■ Record excerpts
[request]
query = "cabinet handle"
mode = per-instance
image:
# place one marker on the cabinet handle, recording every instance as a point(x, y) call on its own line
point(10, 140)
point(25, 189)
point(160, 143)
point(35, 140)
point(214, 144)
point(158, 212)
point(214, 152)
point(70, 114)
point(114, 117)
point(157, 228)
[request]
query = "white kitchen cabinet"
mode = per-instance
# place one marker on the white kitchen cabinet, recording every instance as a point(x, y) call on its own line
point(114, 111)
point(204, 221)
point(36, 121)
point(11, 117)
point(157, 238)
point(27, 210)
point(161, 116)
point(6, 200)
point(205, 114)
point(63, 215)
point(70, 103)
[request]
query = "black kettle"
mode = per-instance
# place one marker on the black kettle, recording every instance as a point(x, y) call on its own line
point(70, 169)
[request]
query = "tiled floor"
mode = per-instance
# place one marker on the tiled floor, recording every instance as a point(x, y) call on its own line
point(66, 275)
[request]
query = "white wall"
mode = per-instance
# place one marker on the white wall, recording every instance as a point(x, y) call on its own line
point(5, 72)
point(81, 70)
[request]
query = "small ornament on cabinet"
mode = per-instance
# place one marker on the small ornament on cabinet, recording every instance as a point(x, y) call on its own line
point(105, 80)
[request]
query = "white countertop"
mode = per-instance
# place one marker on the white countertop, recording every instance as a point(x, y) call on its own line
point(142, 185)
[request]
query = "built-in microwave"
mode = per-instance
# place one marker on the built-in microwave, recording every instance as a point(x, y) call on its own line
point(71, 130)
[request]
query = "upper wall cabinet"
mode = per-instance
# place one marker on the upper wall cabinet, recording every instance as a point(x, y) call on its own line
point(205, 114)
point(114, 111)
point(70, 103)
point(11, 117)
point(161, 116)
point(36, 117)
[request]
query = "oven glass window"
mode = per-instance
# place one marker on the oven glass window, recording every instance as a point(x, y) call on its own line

■ Your assignment
A faithful copy is required of the lines from the one with "# place one marker on the built-in" through the last line of the data; please add nothing.

■ Output
# place one marker on the built-in microwave, recording every instance as a point(x, y) call on its own line
point(71, 130)
[request]
query = "upper wall cabinet"
mode = per-instance
# place one marker on the upper wall cabinet, recording every instance as a point(x, y) call on its own line
point(205, 114)
point(114, 111)
point(70, 103)
point(11, 117)
point(161, 116)
point(36, 117)
[request]
query = "oven glass window"
mode = per-instance
# place one marker on the oven glass window, recording every instance as a point(x, y) call on its own line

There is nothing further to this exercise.